• WHAT THE TASK ASKS
Write out the entries exactly, leaving out every picture.

(STORED DATA begins)

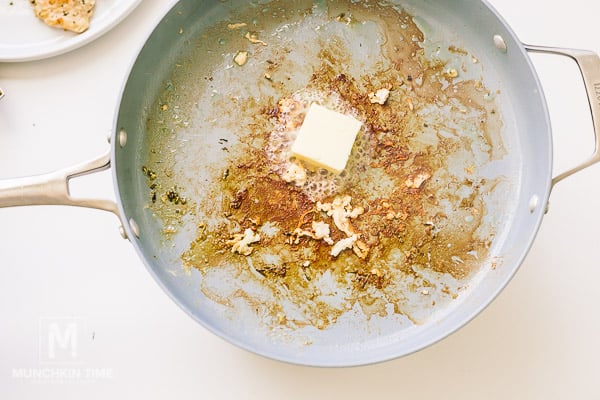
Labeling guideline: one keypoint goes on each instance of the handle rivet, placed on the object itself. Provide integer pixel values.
(123, 232)
(135, 228)
(122, 138)
(534, 203)
(500, 43)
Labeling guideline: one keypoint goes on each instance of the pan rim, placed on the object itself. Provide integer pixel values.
(387, 352)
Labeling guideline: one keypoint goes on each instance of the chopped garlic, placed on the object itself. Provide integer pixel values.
(241, 58)
(253, 38)
(343, 244)
(416, 181)
(320, 232)
(379, 97)
(237, 26)
(241, 242)
(296, 174)
(341, 211)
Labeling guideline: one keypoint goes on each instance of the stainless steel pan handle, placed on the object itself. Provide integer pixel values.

(STORED DATA ends)

• TASK RESULT
Labeling guideline: one keypoint goes on each instance of the handle rivet, placed on the object itself. Provide integer pixel values.
(123, 232)
(135, 228)
(122, 138)
(534, 203)
(500, 43)
Labeling guideline: one keypoint goes on each instance of the pan rim, placed on the object itself. Provide integer pixel values.
(387, 352)
Labeling guideline: one keypoint goes on each instance of the chopped garlic, placed on the object itself. Provide integer pixel values.
(241, 58)
(253, 38)
(343, 244)
(416, 181)
(320, 232)
(379, 97)
(237, 26)
(241, 242)
(296, 174)
(341, 211)
Labeling guideline: one keypoint goes on each instance of the stainless steel pan handle, placed on the object itself. Provide integer pixel values.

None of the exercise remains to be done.